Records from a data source
* * * * * * * * *
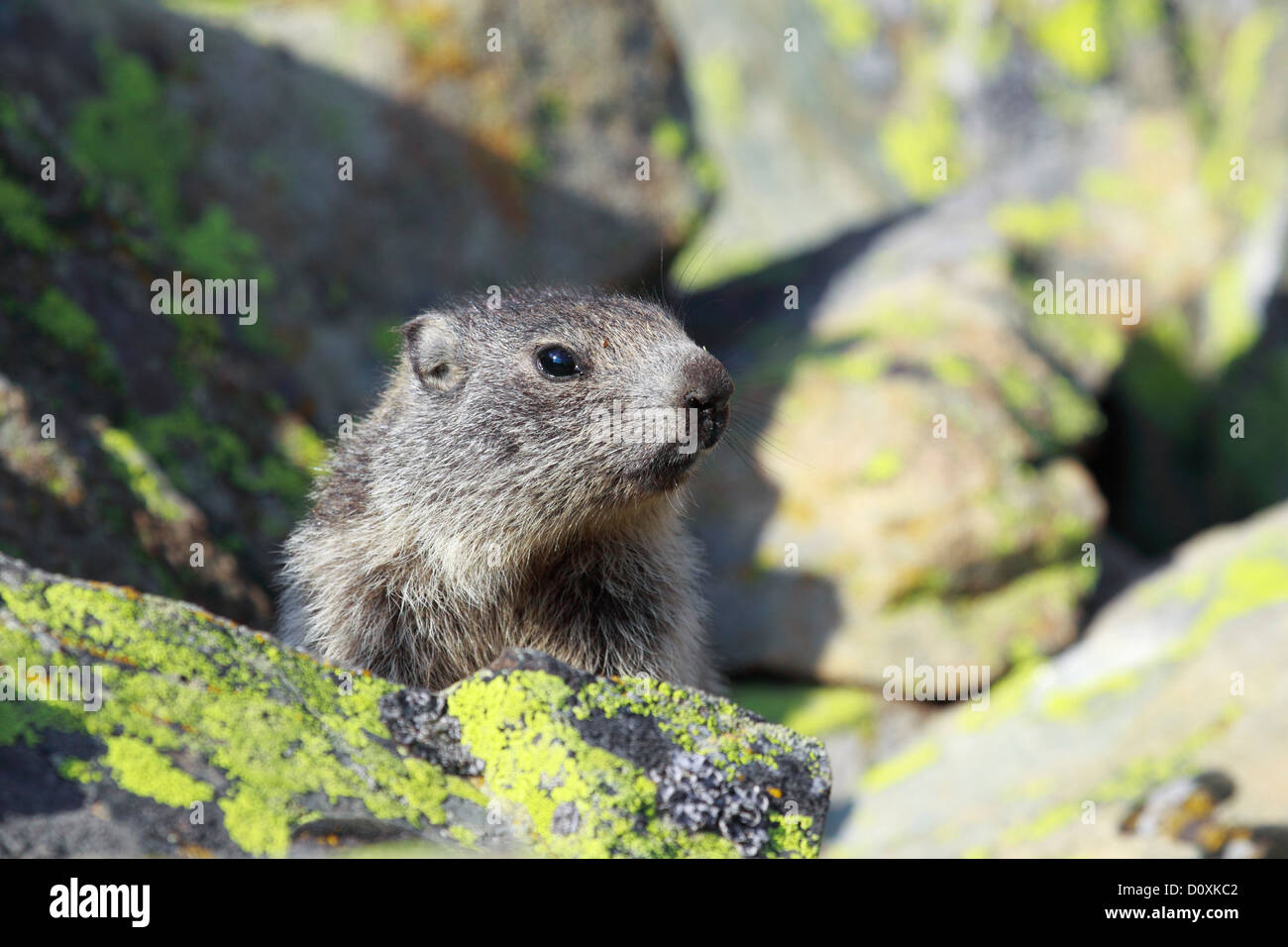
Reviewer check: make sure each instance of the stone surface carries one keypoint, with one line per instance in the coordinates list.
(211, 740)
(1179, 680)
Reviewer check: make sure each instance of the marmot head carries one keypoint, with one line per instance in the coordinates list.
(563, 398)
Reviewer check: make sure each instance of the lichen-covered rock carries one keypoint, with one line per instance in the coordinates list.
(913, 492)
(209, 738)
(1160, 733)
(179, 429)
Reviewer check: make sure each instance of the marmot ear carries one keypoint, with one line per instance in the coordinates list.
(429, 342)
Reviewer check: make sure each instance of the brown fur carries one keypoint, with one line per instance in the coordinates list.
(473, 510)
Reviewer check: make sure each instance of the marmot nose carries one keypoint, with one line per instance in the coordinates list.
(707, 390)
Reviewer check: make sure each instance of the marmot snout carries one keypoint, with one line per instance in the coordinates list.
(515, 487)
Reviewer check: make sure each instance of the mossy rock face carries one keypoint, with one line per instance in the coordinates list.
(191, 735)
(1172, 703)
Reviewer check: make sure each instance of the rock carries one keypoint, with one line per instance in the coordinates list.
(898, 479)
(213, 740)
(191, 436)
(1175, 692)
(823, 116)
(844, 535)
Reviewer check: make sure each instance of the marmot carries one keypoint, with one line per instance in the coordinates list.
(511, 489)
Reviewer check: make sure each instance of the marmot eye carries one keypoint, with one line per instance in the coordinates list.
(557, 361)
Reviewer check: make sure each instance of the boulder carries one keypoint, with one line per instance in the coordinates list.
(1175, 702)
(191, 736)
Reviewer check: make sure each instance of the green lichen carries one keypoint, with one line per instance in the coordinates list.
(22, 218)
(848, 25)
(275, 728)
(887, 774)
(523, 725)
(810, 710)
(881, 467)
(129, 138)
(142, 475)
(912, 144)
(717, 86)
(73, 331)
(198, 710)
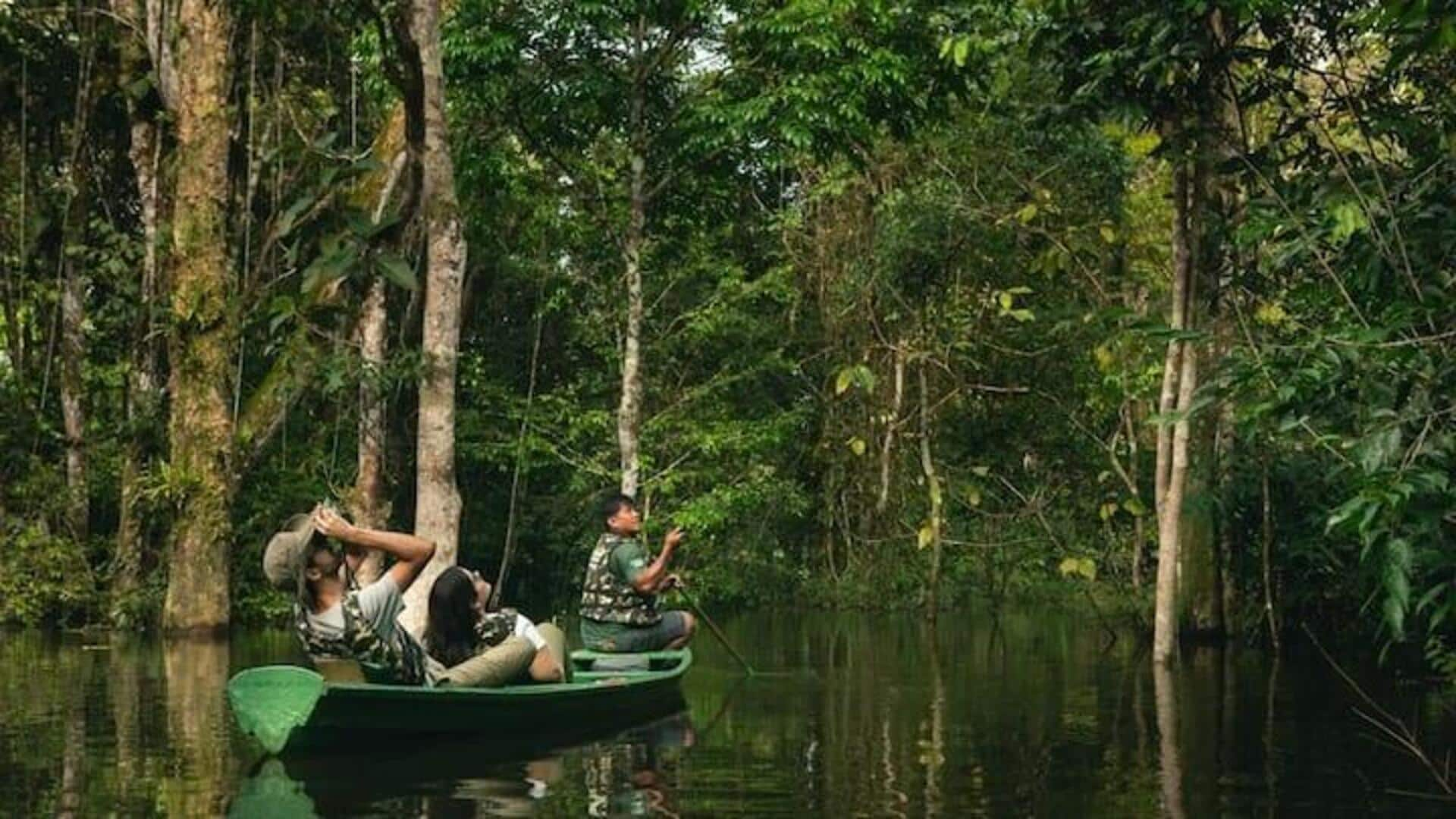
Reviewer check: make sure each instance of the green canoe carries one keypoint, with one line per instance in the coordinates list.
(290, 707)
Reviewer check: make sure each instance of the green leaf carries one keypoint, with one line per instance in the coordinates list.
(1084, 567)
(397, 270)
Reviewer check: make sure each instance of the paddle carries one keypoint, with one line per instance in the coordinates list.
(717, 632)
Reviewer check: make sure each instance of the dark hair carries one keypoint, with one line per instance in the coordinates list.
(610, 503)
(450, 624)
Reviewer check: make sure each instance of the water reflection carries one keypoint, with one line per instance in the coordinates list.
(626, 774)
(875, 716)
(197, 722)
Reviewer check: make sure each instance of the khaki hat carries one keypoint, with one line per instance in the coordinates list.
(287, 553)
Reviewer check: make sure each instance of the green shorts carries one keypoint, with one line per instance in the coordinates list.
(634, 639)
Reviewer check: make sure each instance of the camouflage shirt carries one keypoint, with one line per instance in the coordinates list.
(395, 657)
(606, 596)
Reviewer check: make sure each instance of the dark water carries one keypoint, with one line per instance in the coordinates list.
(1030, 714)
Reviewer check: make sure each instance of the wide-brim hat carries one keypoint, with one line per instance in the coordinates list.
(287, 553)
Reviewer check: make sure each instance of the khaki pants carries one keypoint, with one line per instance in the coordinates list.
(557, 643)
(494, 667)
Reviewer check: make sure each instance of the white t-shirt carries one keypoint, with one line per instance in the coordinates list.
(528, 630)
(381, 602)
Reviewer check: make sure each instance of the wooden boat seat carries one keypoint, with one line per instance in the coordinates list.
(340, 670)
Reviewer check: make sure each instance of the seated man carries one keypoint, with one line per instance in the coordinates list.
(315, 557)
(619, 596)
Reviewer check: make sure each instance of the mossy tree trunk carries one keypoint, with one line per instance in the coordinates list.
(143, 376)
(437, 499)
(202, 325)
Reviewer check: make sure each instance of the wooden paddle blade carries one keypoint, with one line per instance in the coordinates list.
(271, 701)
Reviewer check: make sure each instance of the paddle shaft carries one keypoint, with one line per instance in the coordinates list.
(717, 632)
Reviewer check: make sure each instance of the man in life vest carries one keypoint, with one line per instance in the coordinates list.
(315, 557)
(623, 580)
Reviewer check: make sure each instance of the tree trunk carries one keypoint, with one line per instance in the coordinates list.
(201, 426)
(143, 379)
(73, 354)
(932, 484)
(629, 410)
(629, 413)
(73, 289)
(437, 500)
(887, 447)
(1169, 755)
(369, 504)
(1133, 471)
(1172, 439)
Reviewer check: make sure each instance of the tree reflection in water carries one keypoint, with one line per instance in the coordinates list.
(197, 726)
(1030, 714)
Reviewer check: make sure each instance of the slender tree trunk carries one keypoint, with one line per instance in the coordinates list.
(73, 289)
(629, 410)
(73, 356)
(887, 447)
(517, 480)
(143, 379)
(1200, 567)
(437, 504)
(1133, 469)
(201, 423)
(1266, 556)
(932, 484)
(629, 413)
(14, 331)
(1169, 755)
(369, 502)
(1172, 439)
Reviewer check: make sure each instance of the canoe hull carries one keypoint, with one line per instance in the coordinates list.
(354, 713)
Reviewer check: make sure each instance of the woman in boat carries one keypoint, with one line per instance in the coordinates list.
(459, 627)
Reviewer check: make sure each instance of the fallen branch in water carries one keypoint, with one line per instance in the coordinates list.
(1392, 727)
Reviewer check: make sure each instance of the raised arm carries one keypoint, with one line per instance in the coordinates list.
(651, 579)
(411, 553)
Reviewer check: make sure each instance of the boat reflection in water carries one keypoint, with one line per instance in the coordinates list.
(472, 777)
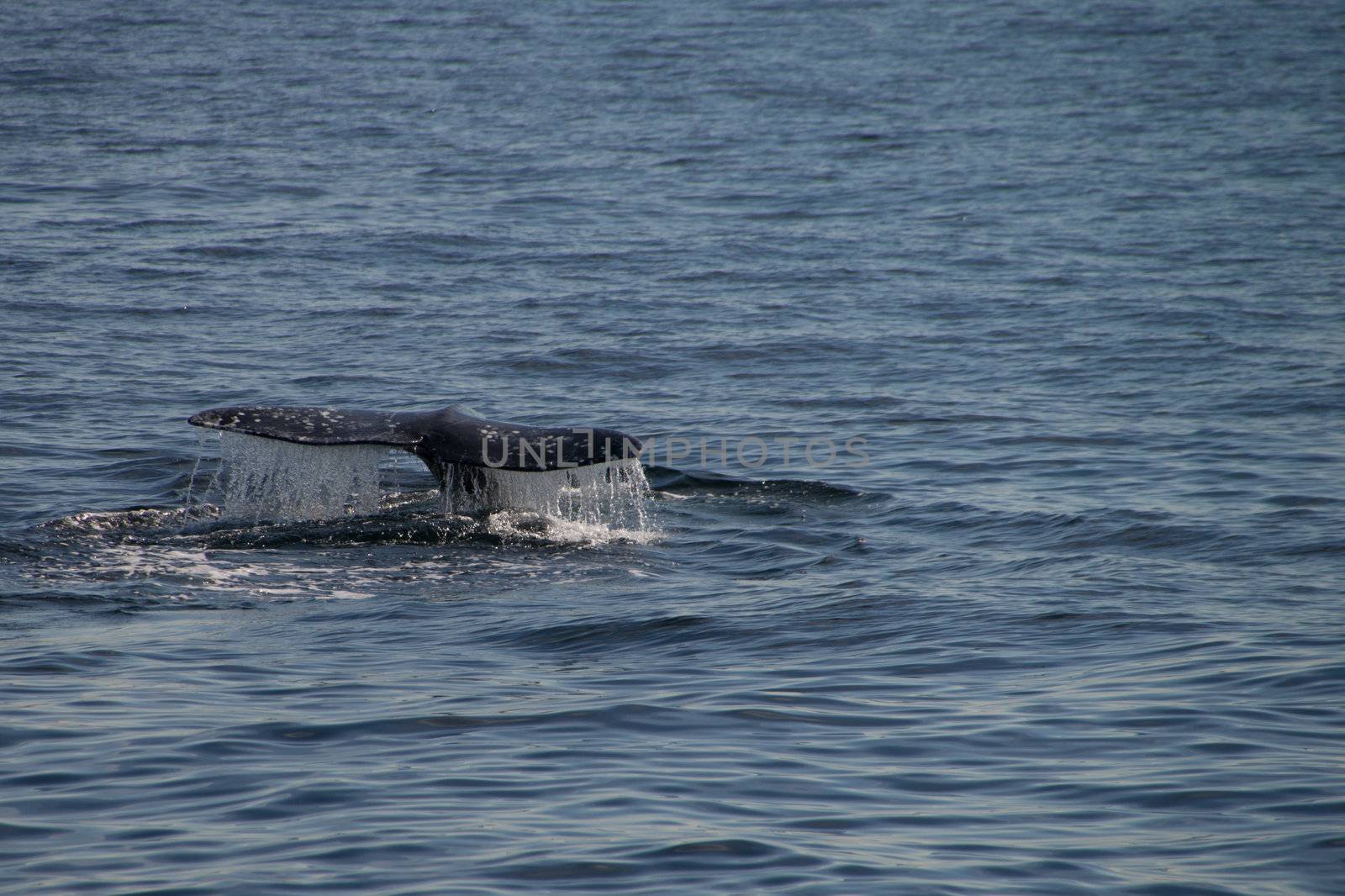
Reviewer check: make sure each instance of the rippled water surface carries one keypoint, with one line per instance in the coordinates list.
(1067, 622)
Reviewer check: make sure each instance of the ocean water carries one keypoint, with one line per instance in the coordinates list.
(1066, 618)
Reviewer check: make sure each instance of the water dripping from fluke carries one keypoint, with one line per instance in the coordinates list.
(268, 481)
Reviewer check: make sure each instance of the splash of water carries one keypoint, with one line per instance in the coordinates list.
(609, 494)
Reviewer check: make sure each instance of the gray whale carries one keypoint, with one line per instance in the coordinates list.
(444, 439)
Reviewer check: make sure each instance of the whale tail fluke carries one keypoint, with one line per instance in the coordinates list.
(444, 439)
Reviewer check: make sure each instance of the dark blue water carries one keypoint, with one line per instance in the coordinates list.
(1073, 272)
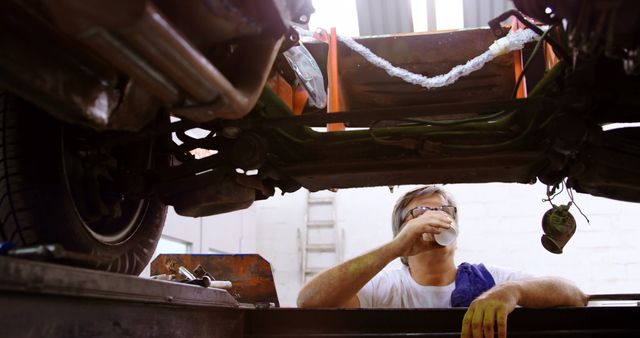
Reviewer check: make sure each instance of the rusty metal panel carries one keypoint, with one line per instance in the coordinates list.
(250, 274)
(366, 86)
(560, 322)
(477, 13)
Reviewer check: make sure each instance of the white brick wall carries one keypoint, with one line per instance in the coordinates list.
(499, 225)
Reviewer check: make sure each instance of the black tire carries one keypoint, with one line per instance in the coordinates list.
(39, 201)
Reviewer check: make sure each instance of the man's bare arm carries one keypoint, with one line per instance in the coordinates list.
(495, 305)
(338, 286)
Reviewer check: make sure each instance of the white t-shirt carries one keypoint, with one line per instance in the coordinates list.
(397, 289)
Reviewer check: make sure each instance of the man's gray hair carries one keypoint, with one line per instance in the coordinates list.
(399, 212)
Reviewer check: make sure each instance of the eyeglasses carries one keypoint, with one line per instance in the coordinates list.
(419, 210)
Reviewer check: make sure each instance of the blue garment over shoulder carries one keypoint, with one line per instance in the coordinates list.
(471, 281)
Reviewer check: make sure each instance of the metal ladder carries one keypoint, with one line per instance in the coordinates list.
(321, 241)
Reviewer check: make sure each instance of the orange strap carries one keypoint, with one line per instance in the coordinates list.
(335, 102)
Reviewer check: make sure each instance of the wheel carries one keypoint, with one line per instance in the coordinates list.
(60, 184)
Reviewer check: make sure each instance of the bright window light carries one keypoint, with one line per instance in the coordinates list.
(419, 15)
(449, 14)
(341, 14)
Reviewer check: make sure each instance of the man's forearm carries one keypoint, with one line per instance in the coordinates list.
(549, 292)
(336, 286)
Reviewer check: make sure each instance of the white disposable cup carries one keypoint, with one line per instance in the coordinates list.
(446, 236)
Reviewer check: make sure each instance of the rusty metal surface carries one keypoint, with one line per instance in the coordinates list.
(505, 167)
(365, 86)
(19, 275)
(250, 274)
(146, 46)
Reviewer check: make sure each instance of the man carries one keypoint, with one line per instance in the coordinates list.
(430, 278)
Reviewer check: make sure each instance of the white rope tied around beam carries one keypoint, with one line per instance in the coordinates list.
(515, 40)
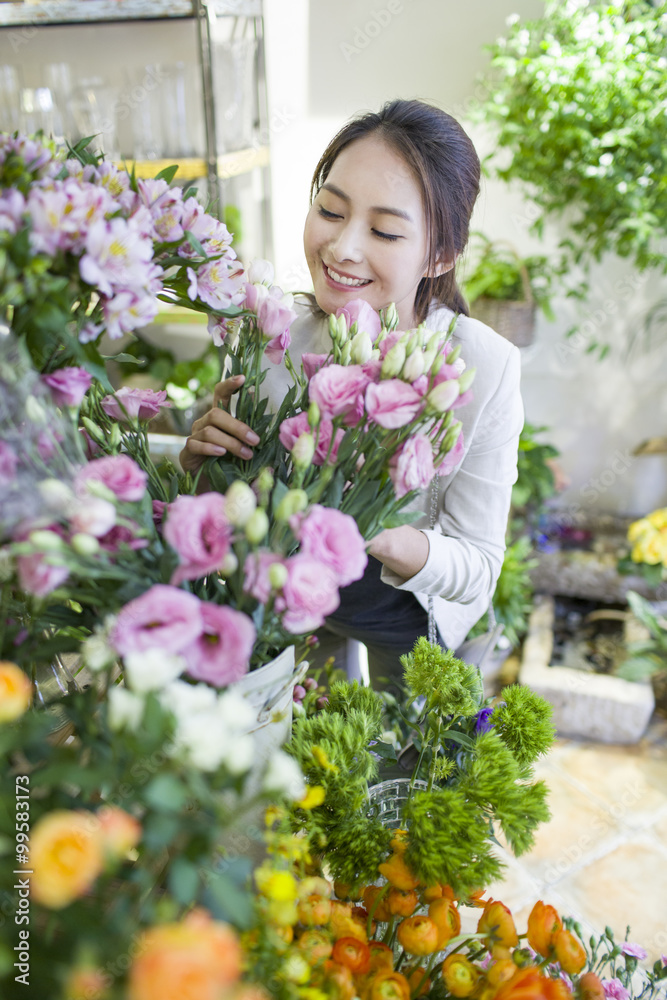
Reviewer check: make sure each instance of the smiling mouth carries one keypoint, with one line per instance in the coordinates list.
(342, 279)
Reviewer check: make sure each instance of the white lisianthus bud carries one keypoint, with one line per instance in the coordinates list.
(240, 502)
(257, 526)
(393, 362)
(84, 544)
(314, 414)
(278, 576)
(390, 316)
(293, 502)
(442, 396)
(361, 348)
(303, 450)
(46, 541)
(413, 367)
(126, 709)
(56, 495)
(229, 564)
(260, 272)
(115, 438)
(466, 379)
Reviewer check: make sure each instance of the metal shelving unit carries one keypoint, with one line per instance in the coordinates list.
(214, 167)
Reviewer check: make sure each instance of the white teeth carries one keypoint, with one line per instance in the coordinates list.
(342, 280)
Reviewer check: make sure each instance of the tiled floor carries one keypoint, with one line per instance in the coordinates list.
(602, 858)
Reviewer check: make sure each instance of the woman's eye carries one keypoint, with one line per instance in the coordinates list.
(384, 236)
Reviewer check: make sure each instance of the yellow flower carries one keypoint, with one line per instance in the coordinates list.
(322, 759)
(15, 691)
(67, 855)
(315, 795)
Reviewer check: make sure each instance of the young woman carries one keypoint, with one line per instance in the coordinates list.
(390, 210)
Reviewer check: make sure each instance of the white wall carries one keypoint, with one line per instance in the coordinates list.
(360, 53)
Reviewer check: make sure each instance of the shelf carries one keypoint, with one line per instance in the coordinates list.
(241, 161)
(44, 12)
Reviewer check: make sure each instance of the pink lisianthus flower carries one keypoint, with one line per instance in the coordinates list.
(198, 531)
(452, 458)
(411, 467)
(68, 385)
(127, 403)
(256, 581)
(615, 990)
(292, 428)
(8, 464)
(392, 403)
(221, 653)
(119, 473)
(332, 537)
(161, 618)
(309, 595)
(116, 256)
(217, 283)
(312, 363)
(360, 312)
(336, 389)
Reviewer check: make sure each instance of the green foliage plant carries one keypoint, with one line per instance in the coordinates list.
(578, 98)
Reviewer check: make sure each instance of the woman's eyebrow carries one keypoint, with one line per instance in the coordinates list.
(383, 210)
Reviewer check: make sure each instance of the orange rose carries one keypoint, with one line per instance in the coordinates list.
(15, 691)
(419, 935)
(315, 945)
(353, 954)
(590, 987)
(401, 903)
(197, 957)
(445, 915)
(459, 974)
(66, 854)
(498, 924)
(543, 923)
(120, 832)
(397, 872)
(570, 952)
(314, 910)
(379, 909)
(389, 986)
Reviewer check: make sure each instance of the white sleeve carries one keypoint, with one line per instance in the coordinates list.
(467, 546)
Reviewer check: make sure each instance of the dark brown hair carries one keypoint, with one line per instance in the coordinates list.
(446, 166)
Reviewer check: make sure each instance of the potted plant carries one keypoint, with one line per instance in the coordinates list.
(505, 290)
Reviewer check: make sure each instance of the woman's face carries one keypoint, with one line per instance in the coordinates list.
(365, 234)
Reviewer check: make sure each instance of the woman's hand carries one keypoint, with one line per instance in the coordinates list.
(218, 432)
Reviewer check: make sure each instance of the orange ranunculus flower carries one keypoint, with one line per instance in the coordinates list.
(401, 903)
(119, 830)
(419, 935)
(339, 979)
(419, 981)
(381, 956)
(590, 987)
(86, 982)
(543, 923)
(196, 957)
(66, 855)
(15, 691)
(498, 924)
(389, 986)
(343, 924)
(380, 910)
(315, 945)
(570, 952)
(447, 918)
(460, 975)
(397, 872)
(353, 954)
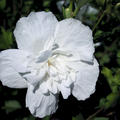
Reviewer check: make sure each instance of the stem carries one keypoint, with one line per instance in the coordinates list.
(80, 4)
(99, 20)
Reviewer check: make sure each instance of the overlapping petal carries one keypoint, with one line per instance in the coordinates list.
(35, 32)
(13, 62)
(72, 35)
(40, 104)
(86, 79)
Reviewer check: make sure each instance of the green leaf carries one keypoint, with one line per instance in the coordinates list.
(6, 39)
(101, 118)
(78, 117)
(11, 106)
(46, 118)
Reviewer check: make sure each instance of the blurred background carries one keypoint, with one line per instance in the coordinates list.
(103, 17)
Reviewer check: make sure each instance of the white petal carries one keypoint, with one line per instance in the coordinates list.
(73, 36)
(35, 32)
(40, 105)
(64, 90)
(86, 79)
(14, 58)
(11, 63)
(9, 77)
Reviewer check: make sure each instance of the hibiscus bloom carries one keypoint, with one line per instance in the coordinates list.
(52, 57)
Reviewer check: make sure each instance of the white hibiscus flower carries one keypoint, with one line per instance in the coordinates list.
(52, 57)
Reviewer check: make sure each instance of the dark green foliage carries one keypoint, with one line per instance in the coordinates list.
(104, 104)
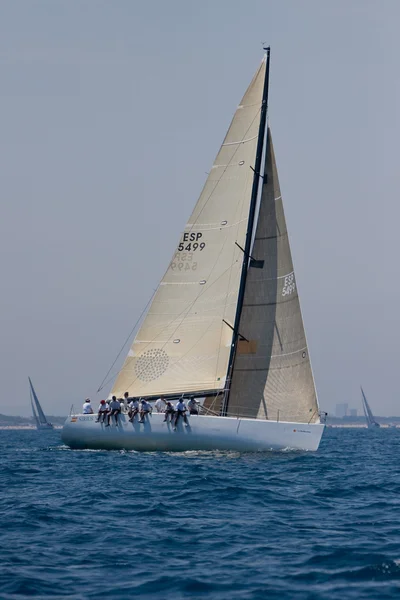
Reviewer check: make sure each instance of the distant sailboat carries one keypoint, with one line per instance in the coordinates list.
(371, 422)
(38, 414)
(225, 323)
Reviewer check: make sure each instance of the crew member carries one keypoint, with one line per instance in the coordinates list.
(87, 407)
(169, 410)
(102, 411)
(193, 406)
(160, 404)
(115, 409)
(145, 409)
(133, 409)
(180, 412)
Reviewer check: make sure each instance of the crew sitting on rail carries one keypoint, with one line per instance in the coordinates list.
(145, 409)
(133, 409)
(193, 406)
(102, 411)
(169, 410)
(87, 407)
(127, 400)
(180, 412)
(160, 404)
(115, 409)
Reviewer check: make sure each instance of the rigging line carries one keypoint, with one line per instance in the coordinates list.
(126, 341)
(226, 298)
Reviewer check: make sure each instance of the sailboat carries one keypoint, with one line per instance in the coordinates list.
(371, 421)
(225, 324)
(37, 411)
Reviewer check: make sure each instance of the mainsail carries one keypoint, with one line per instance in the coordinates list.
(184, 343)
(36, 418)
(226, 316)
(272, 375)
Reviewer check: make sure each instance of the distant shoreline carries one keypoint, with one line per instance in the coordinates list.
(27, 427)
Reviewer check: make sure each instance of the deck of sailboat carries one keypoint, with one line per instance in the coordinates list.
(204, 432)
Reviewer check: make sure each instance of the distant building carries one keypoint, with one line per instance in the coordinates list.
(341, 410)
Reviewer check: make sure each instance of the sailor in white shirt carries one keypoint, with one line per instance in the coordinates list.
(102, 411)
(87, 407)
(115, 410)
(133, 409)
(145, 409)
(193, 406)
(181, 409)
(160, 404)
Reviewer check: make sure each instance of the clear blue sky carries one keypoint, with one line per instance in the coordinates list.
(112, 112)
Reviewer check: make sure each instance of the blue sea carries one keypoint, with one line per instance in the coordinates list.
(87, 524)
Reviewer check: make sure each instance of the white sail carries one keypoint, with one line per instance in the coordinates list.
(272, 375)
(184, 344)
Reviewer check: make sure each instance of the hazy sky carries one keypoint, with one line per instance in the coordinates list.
* * * * * * * * *
Can you express the listing, from its start through the line containing "(1172, 703)", as a two-column CSV with the headers text and answer? Give one row for each piece of text and the answer after it, put each field in quotes, turn line breaks into spaces, and leave the pictures out.

text,answer
"Reviewer check: make sure each instance of the stone surface carries one keypoint, with one line per instance in the coordinates list.","(211, 740) (1179, 680)"
"Reviewer check: make sure each instance of the marmot head carries one keypoint, with one line per instance in the coordinates list.","(563, 398)"
"Reviewer check: make sure each instance of the lichen-covered rock carries one keypoint, with one line per instance in the coordinates list.","(913, 492) (209, 738) (1160, 733) (179, 429)"
"Reviewer check: make sure each instance of the marmot ear carries one keypoint, with one line per instance in the coordinates list.","(429, 342)"
"Reviewer check: make sure each instance of the brown fur carries one keypoint, with one line per instance in the coordinates list.","(473, 510)"
"Reviewer check: make sure each instance of the marmot nose carries one keypoint, with one line per instance in the coordinates list.","(707, 390)"
"Reviewer check: make sure each instance of the marmot snout carries one keypoint, with one line per instance in the coordinates list.","(515, 487)"
"Reviewer check: make sure each instance of the mossy rock face carries one keypoint, with one line per instance in the coordinates list.","(191, 735) (1172, 703)"